◆ TEXTE:
● ● ● ● ● ● ●
Bien qu’ayant grandit et débuté ma carrière en Espagne, et ce bien avant le séquençage du tout premier génome humain, l’idée ne m’avait jamais traversé l’esprit que la recherche fut extrêmement eurocentrique (portant uniquement sur les populations d’ascendance européenne) . Même après avoir déménagé en Floride en 2004, un État américain où la présence latino-américaine est importante, je travaillais, dans la grande majorité des cas, sur des prélèvements de participants d’origine européenne, et ne m’étais jamais demandé pour quelle raison.
● ● ● ● ● ● ●
◆ ACTIVITÉ A: Modifiez le passage du texte qui s'ouvre sur les mots « Bien qu’ayant grandit » et se termine par « pour quelle raison. », en y remplaçant « Floride » par « Californie ».
◆ ACTIVITÉ B: Relevez tous les participes passés terminés par « é » qui figurent dans le texte.
◆ ACTIVITÉ C: Reformulez sous forme de liste le paragraphe du texte qui commence par « Bien qu’ayant », en conservant ses faits principaux.

◆ ENTRÉES FOURNIES:
● ● ● ● ● ● ●
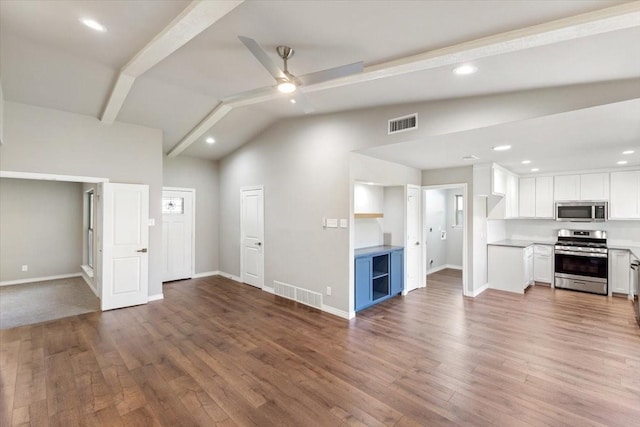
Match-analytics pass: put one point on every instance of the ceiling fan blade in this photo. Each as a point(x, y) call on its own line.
point(303, 102)
point(262, 57)
point(331, 73)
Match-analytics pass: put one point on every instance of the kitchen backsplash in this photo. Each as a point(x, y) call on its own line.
point(618, 232)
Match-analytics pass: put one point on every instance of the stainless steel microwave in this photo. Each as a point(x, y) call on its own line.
point(581, 211)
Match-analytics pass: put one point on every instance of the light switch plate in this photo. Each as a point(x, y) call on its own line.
point(332, 222)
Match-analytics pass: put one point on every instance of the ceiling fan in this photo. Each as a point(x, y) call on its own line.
point(288, 83)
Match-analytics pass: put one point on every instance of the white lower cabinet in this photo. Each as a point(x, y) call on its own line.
point(510, 268)
point(543, 263)
point(619, 271)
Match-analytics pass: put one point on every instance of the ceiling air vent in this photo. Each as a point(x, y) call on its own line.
point(404, 123)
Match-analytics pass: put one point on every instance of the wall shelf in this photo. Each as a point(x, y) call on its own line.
point(368, 215)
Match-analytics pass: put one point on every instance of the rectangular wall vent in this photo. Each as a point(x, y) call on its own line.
point(300, 295)
point(404, 123)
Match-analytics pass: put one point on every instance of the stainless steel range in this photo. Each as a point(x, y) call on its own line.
point(582, 261)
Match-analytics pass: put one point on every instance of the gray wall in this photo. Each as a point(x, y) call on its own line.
point(189, 172)
point(41, 226)
point(56, 142)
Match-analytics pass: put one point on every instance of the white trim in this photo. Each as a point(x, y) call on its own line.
point(480, 290)
point(91, 286)
point(193, 223)
point(155, 297)
point(51, 177)
point(443, 267)
point(230, 276)
point(205, 274)
point(87, 270)
point(336, 312)
point(39, 279)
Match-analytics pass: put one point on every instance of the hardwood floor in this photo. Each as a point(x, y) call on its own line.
point(214, 352)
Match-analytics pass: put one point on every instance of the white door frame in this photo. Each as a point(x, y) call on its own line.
point(193, 222)
point(242, 189)
point(421, 284)
point(465, 246)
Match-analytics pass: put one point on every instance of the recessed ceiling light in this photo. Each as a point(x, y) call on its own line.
point(93, 24)
point(464, 70)
point(501, 148)
point(287, 86)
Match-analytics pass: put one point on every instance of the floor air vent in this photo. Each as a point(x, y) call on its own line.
point(402, 124)
point(300, 295)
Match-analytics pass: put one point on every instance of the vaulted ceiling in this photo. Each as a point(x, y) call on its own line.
point(179, 60)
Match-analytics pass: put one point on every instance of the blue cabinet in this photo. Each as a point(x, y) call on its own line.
point(379, 275)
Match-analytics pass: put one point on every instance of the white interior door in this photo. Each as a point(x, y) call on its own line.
point(125, 262)
point(252, 236)
point(177, 234)
point(413, 245)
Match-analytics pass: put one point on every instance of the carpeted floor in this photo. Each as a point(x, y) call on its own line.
point(31, 303)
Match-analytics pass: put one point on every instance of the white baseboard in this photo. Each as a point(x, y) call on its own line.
point(91, 286)
point(230, 276)
point(155, 297)
point(336, 312)
point(443, 267)
point(39, 279)
point(205, 274)
point(480, 290)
● ● ● ● ● ● ●
◆ RÉPONSE RÉDIGÉE A:
Bien qu’ayant grandit et débuté ma carrière en Espagne, et ce bien avant le séquençage du tout premier génome humain, l’idée ne m’avait jamais traversé l’esprit que la recherche fut extrêmement eurocentrique (portant uniquement sur les populations d’ascendance européenne) . Même après avoir déménagé en Californie en 2004, un État américain où la présence latino-américaine est importante, je travaillais, dans la grande majorité des cas, sur des prélèvements de participants d’origine européenne, et ne m’étais jamais demandé pour quelle raison.

◆ RÉPONSE RÉDIGÉE B: débuté, traversé, déménagé, demandé

◆ RÉPONSE RÉDIGÉE C:
- J'ai grandi et commencé ma carrière en Espagne, bien avant le séquençage du premier génome humain.
- L'idée que la recherche était extrêmement eurocentrique, c'est-à-dire centrée uniquement sur les populations d'ascendance européenne, ne m'avait jamais traversé l'esprit.
- En 2004, j'ai déménagé en Floride, un État américain où la présence latino-américaine est importante.
- J'y travaillais encore surtout sur des prélèvements de participants d'origine européenne.
- Je ne m'étais jamais demandé pourquoi.